WHAT IS REQUIRED | Please pull out every line of the records below that contains the string "kindly". Treat uppercase and lowercase as different.

DATA IN THIS EXERCISE |
start
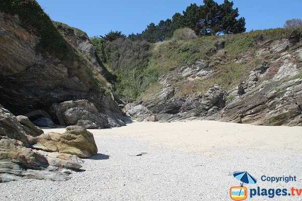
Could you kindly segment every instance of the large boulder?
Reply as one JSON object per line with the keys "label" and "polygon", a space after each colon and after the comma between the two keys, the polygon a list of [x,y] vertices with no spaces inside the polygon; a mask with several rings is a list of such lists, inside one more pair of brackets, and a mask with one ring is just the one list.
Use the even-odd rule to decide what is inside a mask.
{"label": "large boulder", "polygon": [[208,119],[261,125],[302,126],[301,78],[276,80],[231,102]]}
{"label": "large boulder", "polygon": [[56,128],[52,120],[46,117],[40,118],[34,121],[33,123],[40,127]]}
{"label": "large boulder", "polygon": [[109,128],[108,120],[88,100],[70,100],[53,104],[51,110],[66,126],[81,126],[87,129]]}
{"label": "large boulder", "polygon": [[[69,135],[64,135],[66,144],[70,142],[78,152],[83,149],[84,153],[87,150],[96,153],[91,134],[83,132],[85,129],[82,128],[68,129]],[[74,155],[33,149],[31,145],[37,143],[36,138],[42,133],[27,117],[16,118],[0,105],[0,182],[24,178],[65,181],[70,178],[73,170],[82,167],[83,161]],[[77,137],[79,133],[82,136]],[[91,143],[86,143],[83,138]],[[80,141],[75,142],[77,140]]]}
{"label": "large boulder", "polygon": [[26,133],[16,117],[0,105],[0,136],[19,140],[29,147]]}
{"label": "large boulder", "polygon": [[24,178],[65,181],[82,167],[75,156],[50,154],[27,148],[19,141],[0,136],[0,183]]}
{"label": "large boulder", "polygon": [[183,102],[174,98],[175,88],[168,87],[156,94],[155,99],[146,100],[142,103],[154,114],[177,114]]}
{"label": "large boulder", "polygon": [[38,127],[35,126],[27,117],[19,115],[17,117],[17,120],[28,135],[36,137],[44,133],[44,131]]}
{"label": "large boulder", "polygon": [[68,126],[66,130],[62,134],[48,133],[36,137],[32,148],[76,155],[81,158],[97,154],[98,148],[91,133],[78,126]]}

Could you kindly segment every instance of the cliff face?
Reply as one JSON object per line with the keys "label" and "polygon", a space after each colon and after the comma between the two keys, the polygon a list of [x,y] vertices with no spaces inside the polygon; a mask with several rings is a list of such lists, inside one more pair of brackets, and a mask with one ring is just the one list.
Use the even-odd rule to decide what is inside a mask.
{"label": "cliff face", "polygon": [[[66,50],[58,53],[44,48],[44,36],[18,15],[0,12],[0,103],[5,108],[15,115],[37,110],[51,115],[54,104],[86,99],[105,119],[96,128],[125,125],[126,120],[111,98],[96,59],[83,54],[94,56],[86,34],[67,42],[61,36]],[[57,116],[51,117],[58,123]]]}
{"label": "cliff face", "polygon": [[[246,38],[236,45],[232,39],[235,36],[213,38],[214,48],[205,52],[202,59],[166,70],[141,95],[141,104],[160,121],[201,119],[302,126],[300,35],[294,31],[280,39],[257,36],[247,50],[236,50],[242,48],[244,40],[251,40],[249,34],[253,34],[241,36]],[[188,46],[194,42],[182,43]],[[161,45],[168,52],[175,51],[169,47],[176,46],[175,43]],[[175,54],[180,57],[181,52]],[[166,63],[169,60],[162,57]]]}

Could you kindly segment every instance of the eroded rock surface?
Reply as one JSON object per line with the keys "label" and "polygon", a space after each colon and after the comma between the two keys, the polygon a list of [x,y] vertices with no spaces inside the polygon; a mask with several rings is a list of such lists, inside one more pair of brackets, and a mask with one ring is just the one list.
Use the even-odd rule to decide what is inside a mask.
{"label": "eroded rock surface", "polygon": [[[97,148],[93,136],[86,129],[76,126],[67,129],[62,134],[42,134],[43,131],[27,117],[16,118],[0,105],[0,182],[24,178],[70,179],[72,171],[82,167],[83,161],[68,153],[88,157],[96,154]],[[43,138],[45,136],[47,139]],[[31,145],[37,144],[37,139],[44,142],[50,149],[52,145],[58,146],[62,153],[35,149]]]}
{"label": "eroded rock surface", "polygon": [[32,147],[47,152],[76,155],[81,158],[97,154],[98,148],[91,133],[78,126],[68,126],[66,130],[62,134],[48,133],[35,138]]}
{"label": "eroded rock surface", "polygon": [[66,126],[82,126],[91,129],[109,127],[107,120],[88,100],[54,104],[51,108],[56,118],[63,121]]}

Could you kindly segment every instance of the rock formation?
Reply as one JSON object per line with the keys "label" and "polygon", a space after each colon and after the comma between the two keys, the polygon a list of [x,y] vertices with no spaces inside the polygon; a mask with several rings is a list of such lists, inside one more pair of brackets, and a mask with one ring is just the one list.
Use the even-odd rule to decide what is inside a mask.
{"label": "rock formation", "polygon": [[67,130],[62,134],[42,134],[27,117],[16,118],[0,105],[0,182],[70,179],[72,171],[82,167],[78,156],[95,155],[98,149],[93,136],[86,129],[74,126]]}
{"label": "rock formation", "polygon": [[[258,44],[254,54],[249,52],[235,59],[235,63],[245,64],[253,59],[253,55],[268,58],[257,65],[252,63],[255,66],[249,75],[229,91],[214,84],[204,94],[190,93],[196,89],[195,80],[206,82],[217,65],[225,64],[224,56],[218,55],[223,59],[215,59],[218,56],[214,53],[211,56],[213,58],[209,59],[212,61],[201,60],[171,68],[159,78],[160,91],[147,98],[141,96],[140,103],[159,121],[201,119],[301,126],[302,66],[299,61],[302,60],[302,50],[290,51],[294,45],[288,39],[270,40]],[[183,78],[176,79],[177,75]],[[182,87],[189,91],[188,95],[179,96]]]}
{"label": "rock formation", "polygon": [[68,126],[66,130],[62,134],[48,133],[34,138],[32,140],[34,142],[32,147],[47,152],[76,155],[81,158],[97,154],[98,148],[91,133],[79,126]]}

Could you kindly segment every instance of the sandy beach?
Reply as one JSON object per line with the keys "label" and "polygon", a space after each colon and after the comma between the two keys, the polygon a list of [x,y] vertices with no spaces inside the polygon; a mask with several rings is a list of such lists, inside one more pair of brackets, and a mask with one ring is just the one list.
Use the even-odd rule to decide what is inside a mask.
{"label": "sandy beach", "polygon": [[[247,171],[258,179],[256,184],[246,184],[248,189],[302,186],[301,127],[196,121],[135,122],[90,131],[99,154],[84,160],[85,171],[66,182],[1,183],[0,199],[229,200],[230,188],[240,185],[232,175],[236,171]],[[145,154],[132,156],[141,153]],[[262,175],[295,175],[297,180],[272,183],[262,181]]]}

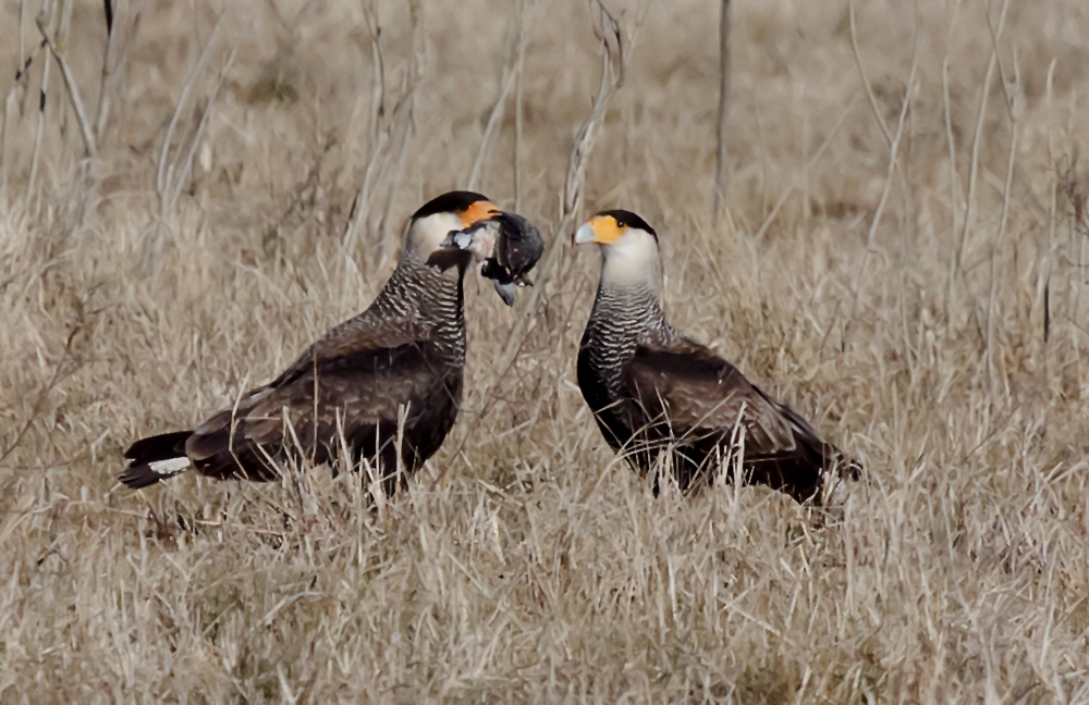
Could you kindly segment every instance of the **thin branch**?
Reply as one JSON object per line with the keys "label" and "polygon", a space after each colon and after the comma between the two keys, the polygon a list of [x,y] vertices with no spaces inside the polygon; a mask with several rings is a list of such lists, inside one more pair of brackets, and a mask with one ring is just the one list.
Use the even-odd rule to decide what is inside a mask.
{"label": "thin branch", "polygon": [[412,136],[416,133],[416,89],[419,87],[419,84],[424,78],[424,52],[426,42],[426,35],[424,33],[424,7],[418,0],[411,0],[408,5],[412,21],[412,54],[408,58],[408,69],[405,73],[403,95],[400,104],[393,110],[394,118],[396,118],[399,114],[397,108],[401,106],[404,107],[403,112],[400,113],[403,118],[403,126],[401,128],[401,137],[396,143],[396,149],[393,152],[393,175],[387,180],[389,183],[389,189],[386,194],[386,205],[382,208],[382,217],[378,221],[377,232],[380,245],[379,249],[383,259],[387,257],[387,248],[389,247],[387,242],[389,238],[386,236],[386,231],[389,224],[390,213],[393,209],[393,196],[401,186],[401,176],[404,173],[404,163],[408,153],[408,144],[412,140]]}
{"label": "thin branch", "polygon": [[53,54],[46,53],[45,65],[41,69],[41,88],[38,94],[38,124],[34,132],[34,151],[30,153],[30,176],[26,182],[26,203],[30,205],[34,198],[34,186],[38,175],[38,157],[41,153],[41,135],[46,131],[46,96],[49,90],[49,69],[52,65]]}
{"label": "thin branch", "polygon": [[102,50],[102,74],[98,83],[98,108],[95,111],[95,138],[102,138],[102,131],[106,129],[106,119],[109,114],[109,94],[107,87],[113,65],[110,57],[113,53],[113,0],[103,0],[106,4],[106,49]]}
{"label": "thin branch", "polygon": [[[998,41],[998,37],[992,34],[992,37]],[[998,47],[995,47],[998,49]],[[1006,236],[1006,223],[1010,220],[1010,191],[1013,188],[1014,181],[1014,163],[1017,160],[1017,127],[1018,119],[1017,113],[1019,112],[1019,106],[1017,104],[1017,97],[1019,96],[1020,89],[1020,66],[1017,62],[1017,52],[1014,52],[1014,95],[1010,95],[1006,91],[1006,87],[1003,82],[1003,90],[1006,91],[1007,107],[1010,108],[1010,151],[1006,156],[1006,183],[1002,190],[1002,218],[999,221],[999,236],[994,240],[994,245],[991,247],[991,290],[988,295],[987,301],[987,371],[988,381],[993,384],[995,378],[994,370],[994,299],[996,295],[998,283],[994,276],[994,260],[995,255],[1001,251],[1003,240]]]}
{"label": "thin branch", "polygon": [[957,245],[957,233],[959,232],[960,224],[957,221],[956,198],[956,187],[959,177],[956,173],[956,140],[953,138],[953,108],[950,104],[950,47],[953,44],[953,29],[956,27],[957,10],[959,9],[960,1],[957,0],[956,4],[953,5],[953,17],[950,20],[950,30],[945,36],[945,57],[942,59],[942,97],[945,106],[945,141],[949,145],[950,150],[950,211],[952,213],[951,232],[953,235],[953,247],[950,251],[950,274],[947,290],[945,293],[946,307],[950,307],[953,301],[953,282],[956,280],[956,270],[960,261],[959,256],[957,255],[959,250],[959,246]]}
{"label": "thin branch", "polygon": [[189,173],[193,171],[193,161],[196,157],[197,147],[200,145],[200,139],[204,137],[205,129],[208,127],[208,121],[211,116],[211,108],[216,104],[216,98],[219,97],[219,91],[223,87],[223,79],[227,78],[228,72],[234,64],[234,57],[237,52],[238,45],[235,42],[234,48],[231,49],[231,55],[228,57],[227,62],[223,64],[223,69],[219,72],[219,77],[216,79],[216,86],[212,88],[211,95],[208,96],[204,112],[200,114],[200,122],[197,124],[197,131],[193,135],[193,139],[189,140],[189,150],[185,154],[185,160],[182,162],[182,173],[174,181],[174,185],[170,194],[170,203],[168,206],[169,211],[173,211],[174,207],[178,206],[178,199],[182,194],[182,188],[189,180]]}
{"label": "thin branch", "polygon": [[[220,15],[219,20],[216,21],[216,26],[211,29],[211,35],[208,37],[207,44],[205,44],[204,49],[200,51],[200,58],[197,60],[196,65],[189,70],[189,75],[185,78],[185,85],[182,87],[182,95],[178,99],[178,104],[174,107],[174,114],[170,119],[170,125],[167,126],[167,135],[162,139],[162,149],[159,150],[159,166],[156,170],[155,175],[155,188],[159,191],[160,205],[164,203],[168,188],[173,182],[173,174],[168,173],[173,169],[168,157],[170,156],[170,143],[174,138],[174,129],[178,128],[178,121],[181,120],[182,109],[185,108],[185,103],[188,100],[189,90],[193,89],[193,84],[196,83],[197,76],[200,74],[204,65],[208,62],[208,58],[211,55],[211,47],[215,44],[216,34],[219,32],[222,24],[223,17]],[[160,210],[162,210],[161,207]]]}
{"label": "thin branch", "polygon": [[75,116],[76,121],[79,123],[79,134],[83,135],[83,146],[86,151],[86,156],[91,159],[97,159],[98,144],[95,140],[95,133],[91,129],[90,120],[87,118],[87,111],[84,110],[83,99],[79,97],[79,87],[75,83],[75,76],[72,74],[72,67],[69,66],[65,57],[64,47],[66,45],[58,47],[58,42],[54,40],[52,32],[49,28],[49,25],[53,20],[52,10],[52,1],[47,0],[41,8],[41,12],[38,13],[36,18],[38,32],[41,33],[42,38],[46,40],[46,45],[49,47],[49,52],[53,55],[53,59],[57,60],[57,65],[61,67],[61,77],[64,79],[64,87],[68,89],[69,99],[72,101],[72,108],[75,109]]}
{"label": "thin branch", "polygon": [[730,0],[722,0],[719,18],[719,121],[714,129],[714,219],[726,201],[726,109],[730,101]]}
{"label": "thin branch", "polygon": [[[601,79],[598,85],[598,94],[590,108],[590,114],[583,121],[578,132],[575,134],[574,145],[567,159],[567,172],[563,184],[559,227],[554,232],[552,242],[549,243],[544,256],[538,263],[536,283],[529,296],[524,299],[525,302],[522,306],[523,314],[517,318],[507,336],[506,344],[503,347],[503,355],[499,358],[499,363],[494,368],[499,370],[499,373],[495,374],[494,382],[485,392],[484,398],[486,403],[485,407],[478,413],[478,418],[484,418],[490,411],[492,404],[498,398],[494,394],[495,387],[502,380],[506,379],[517,358],[517,352],[525,343],[528,321],[533,318],[529,312],[536,309],[544,284],[554,273],[556,260],[565,239],[564,233],[572,230],[575,218],[583,206],[586,163],[590,152],[594,150],[598,127],[604,118],[605,110],[609,108],[609,101],[612,100],[612,97],[624,85],[631,49],[628,48],[625,51],[624,34],[616,17],[609,12],[608,8],[600,0],[598,0],[597,7],[599,14],[598,23],[595,25],[595,35],[601,41],[602,46]],[[454,457],[460,455],[461,447],[464,446],[468,437],[468,434],[463,435],[458,449],[454,453]],[[443,468],[431,483],[432,490],[442,481],[449,467],[448,465]]]}
{"label": "thin branch", "polygon": [[968,240],[968,232],[971,230],[972,217],[976,214],[976,181],[979,177],[979,147],[983,138],[983,122],[987,119],[987,99],[991,94],[991,81],[994,77],[994,69],[998,63],[998,38],[1002,36],[1002,28],[1006,22],[1006,8],[1010,0],[1002,1],[1002,12],[999,14],[999,28],[994,33],[995,45],[991,47],[991,59],[987,63],[987,74],[983,76],[983,90],[979,96],[979,114],[976,116],[976,133],[971,139],[971,166],[968,171],[968,202],[965,207],[964,223],[960,228],[960,236],[956,245],[956,270],[960,271],[960,263],[964,261],[964,248]]}
{"label": "thin branch", "polygon": [[514,212],[522,212],[522,78],[526,65],[526,0],[515,0],[516,24],[518,26],[518,64],[514,79]]}
{"label": "thin branch", "polygon": [[[843,123],[846,122],[847,120],[847,115],[849,115],[852,110],[855,108],[855,102],[857,100],[858,96],[856,94],[855,96],[852,97],[851,101],[847,103],[847,107],[844,108],[843,113],[840,115],[840,119],[835,121],[834,125],[832,125],[832,129],[831,132],[828,133],[828,137],[824,138],[824,141],[821,143],[821,146],[817,148],[817,151],[813,152],[813,156],[810,157],[809,161],[807,161],[805,166],[802,168],[803,176],[808,174],[809,170],[816,166],[817,162],[819,162],[821,157],[824,156],[824,152],[832,144],[832,139],[840,132],[840,127],[843,126]],[[771,212],[768,213],[768,217],[763,219],[763,222],[760,223],[760,227],[757,230],[756,235],[752,236],[752,239],[756,243],[760,243],[763,239],[763,236],[768,234],[768,228],[771,227],[771,224],[775,221],[775,218],[779,215],[780,209],[783,208],[783,205],[786,203],[786,199],[788,199],[791,195],[794,194],[797,187],[798,187],[797,181],[792,180],[791,185],[786,187],[786,190],[784,190],[783,194],[779,197],[779,200],[775,201],[775,205],[774,207],[772,207]]]}
{"label": "thin branch", "polygon": [[855,66],[858,67],[858,75],[862,79],[862,87],[866,88],[866,98],[870,101],[870,110],[873,111],[873,119],[880,125],[881,134],[885,136],[885,143],[889,147],[892,147],[892,133],[889,132],[889,125],[881,118],[881,109],[878,107],[877,96],[873,95],[873,87],[870,86],[870,81],[866,77],[866,69],[862,66],[862,58],[858,51],[858,35],[855,32],[855,0],[847,2],[847,15],[851,18],[851,49],[855,55]]}
{"label": "thin branch", "polygon": [[473,160],[473,169],[469,171],[468,177],[468,189],[477,190],[479,188],[481,174],[484,172],[484,163],[488,157],[488,152],[491,150],[491,143],[495,137],[495,132],[499,128],[500,123],[503,120],[503,114],[506,112],[506,98],[511,95],[511,90],[514,89],[515,83],[518,81],[519,70],[519,57],[522,54],[522,27],[518,26],[522,20],[522,12],[519,10],[521,0],[514,5],[514,13],[512,24],[513,32],[512,46],[506,52],[506,60],[503,62],[503,71],[499,81],[499,98],[495,100],[495,104],[491,109],[491,114],[488,115],[488,124],[484,128],[484,135],[480,137],[480,147],[477,149],[476,159]]}
{"label": "thin branch", "polygon": [[855,321],[856,314],[858,313],[858,301],[862,295],[862,288],[866,285],[866,273],[867,263],[870,259],[870,253],[873,250],[873,240],[877,237],[878,225],[881,223],[881,215],[884,213],[885,203],[889,201],[889,194],[892,190],[892,180],[896,172],[896,159],[900,154],[900,139],[904,135],[904,123],[907,119],[907,111],[911,104],[911,90],[915,87],[915,72],[919,66],[919,16],[918,13],[915,15],[915,37],[913,40],[914,48],[911,50],[911,71],[907,76],[907,87],[904,91],[904,103],[900,109],[900,122],[896,125],[896,134],[893,137],[892,146],[889,148],[889,170],[885,173],[884,188],[881,190],[881,200],[878,201],[878,208],[873,212],[873,221],[870,223],[870,231],[866,235],[866,251],[862,255],[862,263],[858,271],[858,284],[855,286],[855,297],[851,304],[851,314],[847,317],[847,325],[843,333],[843,346],[842,350],[847,351],[851,347],[851,338],[855,332]]}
end
SOLUTION TO THIS TASK |
Could you kindly segment every instance of the large boulder?
Could you kindly segment every instance of the cliff face?
Could you kindly segment every instance of the eroded rock surface?
Could you kindly segment every instance of the rock formation?
Could you kindly segment every instance of the sandy beach?
Could you kindly segment every instance of the **thin branch**?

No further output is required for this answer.